◆ Exercise aim ◆
Every line of the material is to be repeated exactly as it stands.
———
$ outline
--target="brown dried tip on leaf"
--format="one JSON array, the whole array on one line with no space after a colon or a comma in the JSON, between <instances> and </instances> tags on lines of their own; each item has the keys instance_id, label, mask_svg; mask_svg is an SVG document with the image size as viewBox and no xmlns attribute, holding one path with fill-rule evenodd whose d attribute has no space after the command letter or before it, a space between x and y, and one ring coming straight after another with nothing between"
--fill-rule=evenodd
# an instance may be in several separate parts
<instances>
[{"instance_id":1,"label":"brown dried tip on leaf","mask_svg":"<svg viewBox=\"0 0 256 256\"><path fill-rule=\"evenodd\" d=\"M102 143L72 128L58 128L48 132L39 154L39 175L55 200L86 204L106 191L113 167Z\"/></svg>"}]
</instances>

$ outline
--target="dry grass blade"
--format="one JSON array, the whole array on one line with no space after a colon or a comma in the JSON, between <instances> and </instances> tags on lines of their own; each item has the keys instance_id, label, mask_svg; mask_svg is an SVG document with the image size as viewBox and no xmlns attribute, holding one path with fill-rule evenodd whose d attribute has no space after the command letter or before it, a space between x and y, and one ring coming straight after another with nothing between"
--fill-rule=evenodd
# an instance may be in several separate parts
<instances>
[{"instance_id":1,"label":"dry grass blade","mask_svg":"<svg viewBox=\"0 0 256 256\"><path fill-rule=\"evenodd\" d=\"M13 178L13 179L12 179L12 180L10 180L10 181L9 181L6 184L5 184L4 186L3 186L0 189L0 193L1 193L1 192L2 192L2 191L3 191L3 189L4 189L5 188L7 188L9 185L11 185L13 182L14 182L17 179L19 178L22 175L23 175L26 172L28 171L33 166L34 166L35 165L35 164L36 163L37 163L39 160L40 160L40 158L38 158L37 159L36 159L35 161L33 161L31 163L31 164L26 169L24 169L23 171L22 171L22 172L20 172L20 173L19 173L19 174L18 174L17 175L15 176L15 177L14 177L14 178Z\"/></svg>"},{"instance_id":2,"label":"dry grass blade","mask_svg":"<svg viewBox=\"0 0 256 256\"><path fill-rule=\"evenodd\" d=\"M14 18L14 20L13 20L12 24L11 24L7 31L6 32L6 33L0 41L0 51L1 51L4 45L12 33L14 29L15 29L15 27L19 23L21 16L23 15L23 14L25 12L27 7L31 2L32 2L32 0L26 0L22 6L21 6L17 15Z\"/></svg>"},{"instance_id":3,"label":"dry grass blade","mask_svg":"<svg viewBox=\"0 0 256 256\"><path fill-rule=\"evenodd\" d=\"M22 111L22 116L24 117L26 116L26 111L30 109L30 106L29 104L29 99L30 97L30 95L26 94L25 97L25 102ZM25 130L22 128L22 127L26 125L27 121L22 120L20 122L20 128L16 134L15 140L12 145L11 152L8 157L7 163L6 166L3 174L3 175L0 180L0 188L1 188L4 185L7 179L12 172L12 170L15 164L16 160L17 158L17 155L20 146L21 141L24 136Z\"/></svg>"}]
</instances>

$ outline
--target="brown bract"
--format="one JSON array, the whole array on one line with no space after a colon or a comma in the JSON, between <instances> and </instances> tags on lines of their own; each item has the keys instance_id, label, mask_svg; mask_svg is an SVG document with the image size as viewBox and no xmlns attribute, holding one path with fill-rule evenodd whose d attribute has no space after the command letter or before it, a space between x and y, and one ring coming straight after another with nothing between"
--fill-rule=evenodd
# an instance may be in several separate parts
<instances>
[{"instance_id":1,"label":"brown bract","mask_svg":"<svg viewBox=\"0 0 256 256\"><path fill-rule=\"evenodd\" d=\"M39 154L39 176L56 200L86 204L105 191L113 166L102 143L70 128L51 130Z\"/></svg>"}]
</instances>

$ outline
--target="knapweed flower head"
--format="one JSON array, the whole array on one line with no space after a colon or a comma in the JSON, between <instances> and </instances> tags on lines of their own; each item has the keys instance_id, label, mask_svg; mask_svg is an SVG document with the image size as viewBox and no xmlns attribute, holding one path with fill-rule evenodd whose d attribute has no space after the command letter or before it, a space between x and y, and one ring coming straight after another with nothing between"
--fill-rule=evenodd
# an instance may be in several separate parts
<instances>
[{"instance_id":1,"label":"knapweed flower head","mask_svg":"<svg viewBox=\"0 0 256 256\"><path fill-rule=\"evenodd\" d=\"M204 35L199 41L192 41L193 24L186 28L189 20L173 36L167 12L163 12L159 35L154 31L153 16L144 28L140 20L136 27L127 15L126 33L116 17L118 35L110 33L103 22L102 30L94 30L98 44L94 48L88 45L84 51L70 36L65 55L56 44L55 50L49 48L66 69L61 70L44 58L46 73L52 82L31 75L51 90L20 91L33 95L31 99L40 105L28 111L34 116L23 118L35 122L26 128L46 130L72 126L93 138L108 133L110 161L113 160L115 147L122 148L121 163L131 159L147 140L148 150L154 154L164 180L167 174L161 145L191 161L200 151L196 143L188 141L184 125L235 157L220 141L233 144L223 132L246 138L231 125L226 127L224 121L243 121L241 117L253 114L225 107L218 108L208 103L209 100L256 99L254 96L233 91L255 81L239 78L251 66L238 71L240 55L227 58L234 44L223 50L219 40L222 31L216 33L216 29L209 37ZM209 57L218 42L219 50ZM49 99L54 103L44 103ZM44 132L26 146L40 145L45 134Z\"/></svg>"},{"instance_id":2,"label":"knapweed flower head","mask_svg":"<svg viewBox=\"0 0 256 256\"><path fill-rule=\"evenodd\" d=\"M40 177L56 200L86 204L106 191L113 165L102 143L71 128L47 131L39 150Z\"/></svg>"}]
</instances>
———
◆ Task answer ◆
$ outline
--target="brown dried tip on leaf"
--format="one JSON array, the whole array on one line with no space after a colon or a comma in the JSON, between <instances> and </instances> tags on lines of their own; each item has the keys instance_id, label, mask_svg; mask_svg is an SVG document with the image size as viewBox and no xmlns attribute, holding one path with fill-rule evenodd whose d attribute has no space after the command letter or before it, a space between x and y, and one ring coming straight after another with nothing between"
--fill-rule=evenodd
# an instance may be in several separate parts
<instances>
[{"instance_id":1,"label":"brown dried tip on leaf","mask_svg":"<svg viewBox=\"0 0 256 256\"><path fill-rule=\"evenodd\" d=\"M102 143L72 128L58 128L48 132L39 154L39 175L55 200L86 204L106 191L113 167Z\"/></svg>"}]
</instances>

$ outline
--target="dry grass blade"
--format="one JSON array, the whole array on one line with no space after a colon or a comma in the JSON, between <instances> and </instances> tags on lines of their own; each item has the keys instance_id, label, mask_svg; mask_svg is an SVG document with the image size as viewBox and no xmlns attribute, holding one path with fill-rule evenodd whose d attribute has no space after the command letter or before it, a space between x and y, and one ring coming straight after another with nothing between"
--fill-rule=evenodd
# an instance may be in several separate parts
<instances>
[{"instance_id":1,"label":"dry grass blade","mask_svg":"<svg viewBox=\"0 0 256 256\"><path fill-rule=\"evenodd\" d=\"M13 178L13 179L12 179L12 180L10 180L10 181L9 181L6 184L5 184L4 186L3 186L0 189L0 193L1 193L1 192L2 192L2 191L3 191L3 189L4 189L5 188L7 188L9 185L11 185L13 182L14 182L17 179L19 178L22 175L23 175L26 172L28 171L33 166L34 166L35 165L35 164L36 163L37 163L39 160L40 160L40 158L38 158L37 159L36 159L35 161L33 161L31 163L31 164L26 169L24 169L23 171L22 171L22 172L20 172L20 173L19 173L19 174L18 174L17 175L15 176L15 177L14 177L14 178Z\"/></svg>"},{"instance_id":2,"label":"dry grass blade","mask_svg":"<svg viewBox=\"0 0 256 256\"><path fill-rule=\"evenodd\" d=\"M14 18L14 20L13 20L12 24L11 24L7 31L6 32L6 33L0 41L0 51L1 51L4 45L12 33L14 29L15 29L15 27L19 23L21 16L23 15L23 14L25 12L27 7L31 2L32 2L32 0L26 0L22 6L21 6L17 15Z\"/></svg>"},{"instance_id":3,"label":"dry grass blade","mask_svg":"<svg viewBox=\"0 0 256 256\"><path fill-rule=\"evenodd\" d=\"M22 111L22 116L24 117L26 116L26 111L30 109L30 106L29 104L29 99L30 97L30 95L26 94L25 97L25 102ZM25 130L22 128L22 127L26 125L27 121L22 120L20 122L20 128L16 134L15 140L12 145L11 152L8 157L7 163L6 166L3 174L3 175L0 180L0 188L1 188L4 185L7 179L12 172L12 170L15 164L16 160L17 158L17 155L20 146L21 141L24 136Z\"/></svg>"}]
</instances>

$ outline
--target="brown bract"
--format="one JSON array, the whole array on one line with no space after a colon or a comma in the JSON, between <instances> and </instances> tags on lines of their own; each item has the keys instance_id, label, mask_svg; mask_svg is an SVG document with the image size as viewBox and no xmlns attribute, holding one path with fill-rule evenodd whose d attribute has no space after the command letter or before it, a space between x and y, and one ring coming straight after another with nothing between"
--fill-rule=evenodd
# an instance may be in several separate parts
<instances>
[{"instance_id":1,"label":"brown bract","mask_svg":"<svg viewBox=\"0 0 256 256\"><path fill-rule=\"evenodd\" d=\"M39 154L39 176L56 200L86 204L105 191L113 166L102 143L70 128L51 130Z\"/></svg>"}]
</instances>

$ outline
--target="knapweed flower head"
--format="one JSON array, the whole array on one line with no space after a colon or a comma in the JSON, between <instances> and </instances> tags on lines of their own; each item has the keys instance_id, label, mask_svg; mask_svg is an SVG document with the image size as viewBox and no xmlns attribute, holding one path with fill-rule evenodd whose d attribute has no space after the command letter or before it, a space between x and y, and one ring coming straight after another with nothing between"
--fill-rule=evenodd
# an instance may be in several separate parts
<instances>
[{"instance_id":1,"label":"knapweed flower head","mask_svg":"<svg viewBox=\"0 0 256 256\"><path fill-rule=\"evenodd\" d=\"M204 35L199 41L192 41L193 24L186 28L189 20L173 36L167 12L163 12L159 35L154 31L153 16L144 28L140 20L136 27L127 15L126 33L116 17L118 35L110 33L103 22L102 30L94 30L98 44L94 48L88 45L84 51L70 36L65 55L56 44L55 50L49 48L66 69L61 70L44 58L46 73L52 82L31 75L51 90L20 91L33 95L31 99L40 105L28 111L34 116L23 118L35 122L26 128L46 130L72 126L93 138L108 133L110 161L113 160L115 147L122 148L121 163L131 159L147 140L148 150L154 154L164 180L167 174L161 145L191 161L200 151L196 143L188 141L184 125L235 157L220 141L233 144L223 132L246 138L231 125L226 127L224 121L243 121L241 117L253 114L225 107L218 108L208 103L209 100L256 99L254 96L233 91L255 81L239 78L251 66L238 71L240 55L227 58L234 44L223 50L219 40L222 31L216 33L216 29L209 37ZM209 57L218 42L219 50ZM49 99L54 103L44 103ZM44 132L26 146L40 145L45 134Z\"/></svg>"},{"instance_id":2,"label":"knapweed flower head","mask_svg":"<svg viewBox=\"0 0 256 256\"><path fill-rule=\"evenodd\" d=\"M40 177L56 200L86 204L106 191L113 165L102 143L71 128L47 131L39 150Z\"/></svg>"}]
</instances>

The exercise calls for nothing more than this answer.